*Passage*
The title is more interesting still — Saving Darwin. Why should anyone want to save Darwin? Aren’t his ideas strong enough so that he can save himself? Does anyone seriously consider saving Newton or Einstein? The Publishers Weekly review of Giberson’s book is revealing in this context (go to the Amazon listing linked above):

Drawing on his fundamentalist upbringing and experience teaching physics at an evangelical college, Giberson has a native understanding of how conservative Christians feel and think about evolution. As a Christian evolutionist, he finds himself occupying a frequently misunderstood middle ground in the midst of a culture war, fought with culture-war weapons by culture warriors. Behind the culture war, Giberson sketches an engaging historical narrative including Darwin’s background in intelligent design, what really happened at the Scopes monkey trial and how catastrophist geology derived from Seventh Day Adventism found an audience among the evangelical mainstream in the post-Sputnik era. By tackling the debate in cultural as well as scientific terms, Giberson does greater justice to the motivations of Christians who reject evolution. Yet he does not conceal his frustration—on theological as well as scientific grounds—with the rubbish of scientific creationism, which has climbed onto the radar screens of American intellectual culture only as a bad joke. Giberson’s sarcasm, however honestly come by, may cause the book to alienate an evangelical audience it might otherwise engage.

So in Giberson we have an erstwhile fundamentalist who used to reject evolution, got some education, swallowed Darwin hook, line, and sinker, and now spends his days justifying why his move to embrace Darwin was the better part of wisdom — all the while proudly proclaiming that he remains a Christian. Given the mental contortions required to remain a Christian once one embraces Darwin, Giberson is loathe to admit that Darwin is passe and the mental contortions were unnecessary. Hence the need to “save Darwin,” for in doing so Giberson saves his own intellectual and spiritual credibility.

*Entries*
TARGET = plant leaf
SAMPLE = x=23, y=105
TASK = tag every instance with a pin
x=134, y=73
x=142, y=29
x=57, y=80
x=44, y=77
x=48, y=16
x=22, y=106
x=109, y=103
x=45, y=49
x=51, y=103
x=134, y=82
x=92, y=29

*Problems to work on*
**A)** From the passage on Giberson's book, reproduce word for word the stretch that begins with the words containing "So in Giberson" and ends with "and spiritual credibility.".
**B)** According to the review quoted in the passage on Giberson's book, what kind of college did Giberson teach physics at?
**C)** Carry on the passage about Giberson's book from its final sentence.

*Replies*
**A)**
So in Giberson we have an erstwhile fundamentalist who used to reject evolution, got some education, swallowed Darwin hook, line, and sinker, and now spends his days justifying why his move to embrace Darwin was the better part of wisdom — all the while proudly proclaiming that he remains a Christian. Given the mental contortions required to remain a Christian once one embraces Darwin, Giberson is loathe to admit that Darwin is passe and the mental contortions were unnecessary. Hence the need to “save Darwin,” for in doing so Giberson saves his own intellectual and spiritual credibility.

**B)** An evangelical college.

**C)**
This last paragraph seems largely right. It is a bit of psychologizing, which is what Giberson seems to do throughout his book to the ID side. Let me suggest that we all move beyond such motive mongering and look at the actual scientific evidence that bears on the truth of Darwinian evolution and ID. To that end, you’ll do much better reading my new book with Sean McDowell, Understanding Intelligent Design (I just received my first author’s copy yesterday via UPS), than reading Giberson’s latest. Mike Egnor, a world-class neurosurgeon who appeared in Ben Stein’s EXPELLED, has this to say about it:

Bill and Sean have written a superb book that I wish I had when I was in high school — it would have spared me decades of believing in Darwinism! This book presents a crystal-clear overview of the most important and exciting development in science in our lifetime — the growing recognition that life and the cosmos reveal clear scientific evidence for design by a Mind.

Too bad Giberson didn’t have this book before his exposure to Darwin. In that case he might have been saved from Darwin rather than spending his days trying to save him.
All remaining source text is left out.